Selected text -
- - - - -

And with Clevland, Detroit and Orlanda coming up what a perfect time to find our stride and get some confidence going. We should be able to extend our little streak by one or two games and steal out a few more wins in the next upcoming games. 
Let's see what happens!!


----------



## AllRim (Jun 19, 2012)

Ya what a difference without Bargs. And how is no one talking about Jose's triple double? Good for him. Alan Anderson activated his clutch 3 point shooting that game. Those 3's in the 4th saved that game. Actually like watching this team again.


----------



## Porn Player (Apr 24, 2003)

I really like Calderon. He and Lowry are far too good to be playing split minutes. 



> Jose Calderon has been outstanding for the Toronto Raptors over their past two games, correcting course on what had been a disappointing season to date.
> 
> “I made up my mind, I want to be the guy, I’m here, this is my team,” said Calderon.


----------



## AllRim (Jun 19, 2012)

He is the definition of a class act. 

His lack of defense has been hidden with capable defenders at the 4 and 5 spots these last 2 games. The way he is able to get everybody involved on offense is absolutely amazing. 

I'd hate to see him go, but in these past 2 games he has upped is value a lot and hopefully he gets packaged with Bargs to bring in even better talent. There are lots of teams that would be improved with Caldy running the point.


----------



## speedythief (Jul 16, 2003)

Wade County said:


> Do the Raptors have their pick this year? Or is it given up?


Although the Raptors pick is top-3 and 15-30 protected, it might be better to give it to the Thunder this season lest we lose our chance at Wiggins next season. I mean, Cleveland got LeBron, the Bulls got Rose...

Edit: I guess if he's #1 overall we won't lose our chance since we still have protection.


----------



## ozzzymandius (Jun 9, 2003)

Damn good game  !!!
I've always been high on Calderon and always thought him to be under appreciated so very glad to see him getting some props after a well played game. 
I also like how the sets Casey's been calling out of a timeout have been getting better in the last few games. Maybe he heard me a few weeks ago or maybe the players are just executing better. Either way though... It seems to be working 

Now let's bring on the Pistons!!

- - - - -

Data supplied -

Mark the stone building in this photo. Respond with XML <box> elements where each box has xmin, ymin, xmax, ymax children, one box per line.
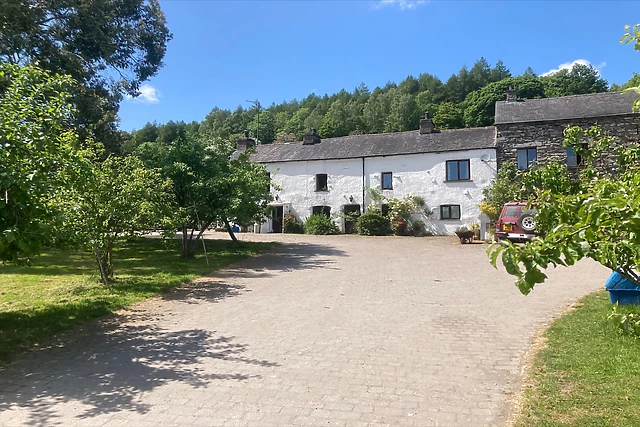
<box><xmin>495</xmin><ymin>90</ymin><xmax>640</xmax><ymax>170</ymax></box>
<box><xmin>237</xmin><ymin>115</ymin><xmax>497</xmax><ymax>234</ymax></box>
<box><xmin>237</xmin><ymin>90</ymin><xmax>640</xmax><ymax>234</ymax></box>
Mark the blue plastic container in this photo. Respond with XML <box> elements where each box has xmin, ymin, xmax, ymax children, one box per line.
<box><xmin>604</xmin><ymin>271</ymin><xmax>640</xmax><ymax>305</ymax></box>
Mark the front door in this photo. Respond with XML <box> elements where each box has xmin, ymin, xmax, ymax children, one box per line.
<box><xmin>271</xmin><ymin>206</ymin><xmax>284</xmax><ymax>233</ymax></box>
<box><xmin>342</xmin><ymin>205</ymin><xmax>360</xmax><ymax>234</ymax></box>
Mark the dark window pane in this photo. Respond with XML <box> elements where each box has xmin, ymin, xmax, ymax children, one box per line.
<box><xmin>451</xmin><ymin>205</ymin><xmax>460</xmax><ymax>219</ymax></box>
<box><xmin>567</xmin><ymin>147</ymin><xmax>578</xmax><ymax>168</ymax></box>
<box><xmin>458</xmin><ymin>160</ymin><xmax>471</xmax><ymax>179</ymax></box>
<box><xmin>382</xmin><ymin>172</ymin><xmax>393</xmax><ymax>190</ymax></box>
<box><xmin>518</xmin><ymin>150</ymin><xmax>527</xmax><ymax>170</ymax></box>
<box><xmin>527</xmin><ymin>148</ymin><xmax>538</xmax><ymax>168</ymax></box>
<box><xmin>316</xmin><ymin>173</ymin><xmax>328</xmax><ymax>191</ymax></box>
<box><xmin>447</xmin><ymin>161</ymin><xmax>460</xmax><ymax>181</ymax></box>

- - - - -

Task to carry out - In the basketball forum thread, which player's 3-point shooting in the 4th quarter is said to have saved the game?

Reply to the task - Alan Anderson